**EXERCISE INSTRUCTIONS:**
Rewrite every line of the items below, replacing "Annotate" with "Mark" each time it occurs and leaving everything else the same. Leave out the pictures.

**** INPUT FOR THIS TASK ****

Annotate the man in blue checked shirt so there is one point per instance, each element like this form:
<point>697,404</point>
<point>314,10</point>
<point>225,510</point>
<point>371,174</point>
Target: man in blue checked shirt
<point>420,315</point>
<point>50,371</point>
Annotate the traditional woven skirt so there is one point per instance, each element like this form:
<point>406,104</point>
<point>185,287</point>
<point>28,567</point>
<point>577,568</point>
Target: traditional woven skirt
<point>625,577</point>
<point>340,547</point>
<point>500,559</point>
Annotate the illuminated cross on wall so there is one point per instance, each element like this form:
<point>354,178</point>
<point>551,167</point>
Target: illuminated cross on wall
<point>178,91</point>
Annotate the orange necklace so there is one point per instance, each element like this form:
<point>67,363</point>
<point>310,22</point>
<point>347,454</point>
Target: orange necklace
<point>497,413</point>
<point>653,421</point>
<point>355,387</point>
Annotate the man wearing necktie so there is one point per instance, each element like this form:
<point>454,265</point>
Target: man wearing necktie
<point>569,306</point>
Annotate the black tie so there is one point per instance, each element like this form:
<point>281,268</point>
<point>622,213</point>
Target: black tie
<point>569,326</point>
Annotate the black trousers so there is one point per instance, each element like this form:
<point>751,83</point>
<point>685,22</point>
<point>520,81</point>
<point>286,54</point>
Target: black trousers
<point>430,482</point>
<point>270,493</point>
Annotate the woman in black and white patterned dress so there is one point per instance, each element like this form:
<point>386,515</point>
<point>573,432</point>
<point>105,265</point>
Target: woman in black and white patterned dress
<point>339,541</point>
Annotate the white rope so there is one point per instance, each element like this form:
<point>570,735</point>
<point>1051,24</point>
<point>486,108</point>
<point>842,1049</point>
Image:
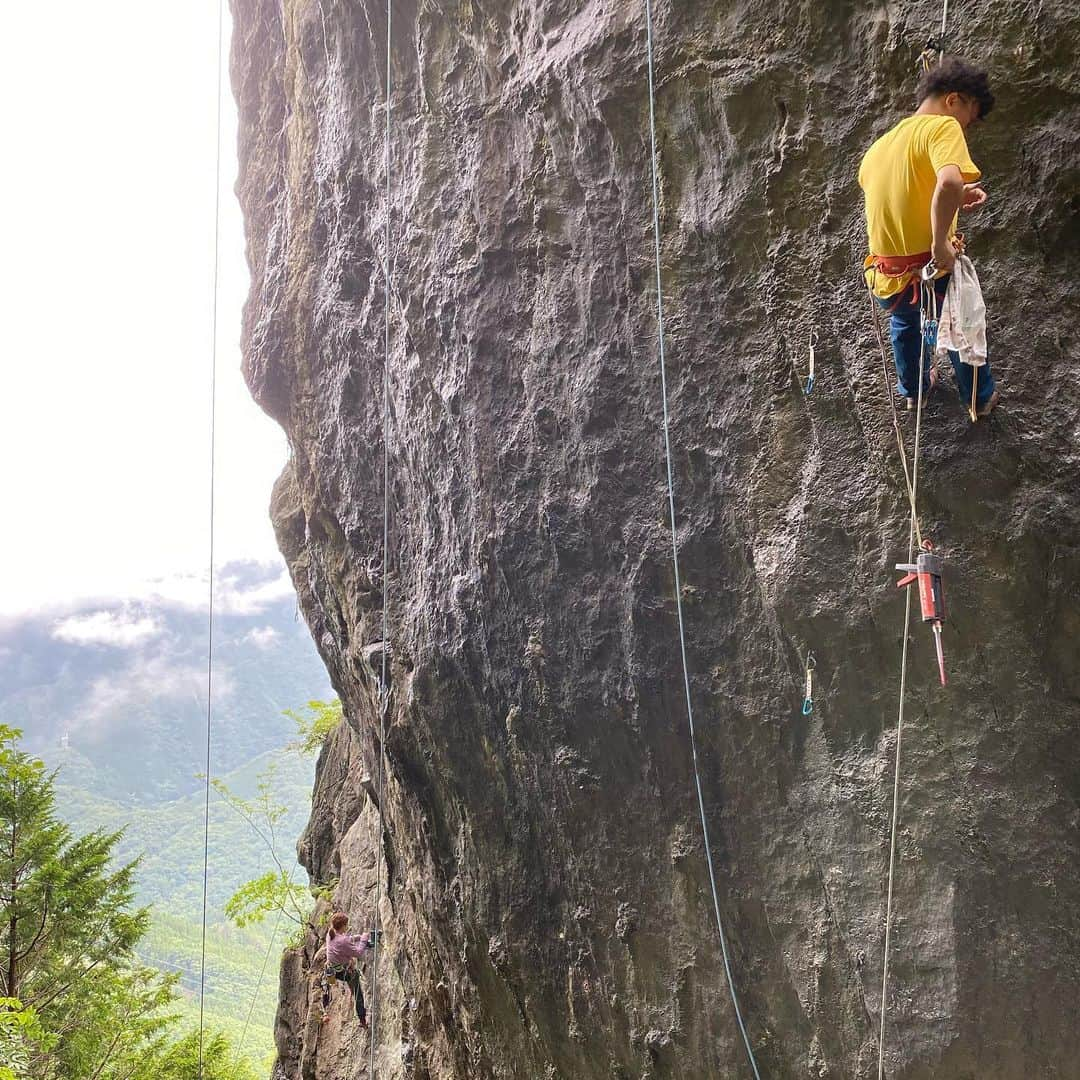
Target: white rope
<point>678,588</point>
<point>262,971</point>
<point>213,462</point>
<point>912,535</point>
<point>383,688</point>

****

**OUTPUT BELOW:**
Mark the man in blue checked shirt so there is one point per instance, each element like this form:
<point>697,404</point>
<point>314,10</point>
<point>225,510</point>
<point>371,174</point>
Target: man in blue checked shirt
<point>420,315</point>
<point>50,371</point>
Mark the traditional woven skirt so there is one point per instance, each element like this form:
<point>406,104</point>
<point>185,287</point>
<point>28,567</point>
<point>577,568</point>
Target: traditional woven skirt
<point>625,577</point>
<point>340,547</point>
<point>500,559</point>
Mark the illuminated cross on wall so there is one point per instance, each element like this form:
<point>354,178</point>
<point>551,167</point>
Target: illuminated cross on wall
<point>178,91</point>
Mark the orange necklace so there is one point per instance, each element like this form:
<point>67,363</point>
<point>310,22</point>
<point>347,454</point>
Target: orange necklace
<point>497,413</point>
<point>653,421</point>
<point>355,387</point>
Mark the man wearing necktie so there is one point per instance, each element like this form:
<point>454,265</point>
Target: man wearing necktie
<point>569,306</point>
Mark the black tie so there is one point per instance, each element like this form:
<point>281,268</point>
<point>622,213</point>
Target: black tie
<point>569,326</point>
Mark the black trousers so there is one point per instance, each element like this form:
<point>751,83</point>
<point>685,22</point>
<point>520,81</point>
<point>286,54</point>
Target: black trousers
<point>430,482</point>
<point>270,493</point>
Mark the woman in black and white patterned dress so there is one point per instance, each element like this form:
<point>386,515</point>
<point>573,432</point>
<point>105,265</point>
Target: woman in black and white patterned dress
<point>339,541</point>
Mark the white rope so there is one point per instance, each element like this form:
<point>570,735</point>
<point>1051,24</point>
<point>486,108</point>
<point>842,1049</point>
Image:
Target: white rope
<point>678,588</point>
<point>262,971</point>
<point>213,462</point>
<point>912,535</point>
<point>383,688</point>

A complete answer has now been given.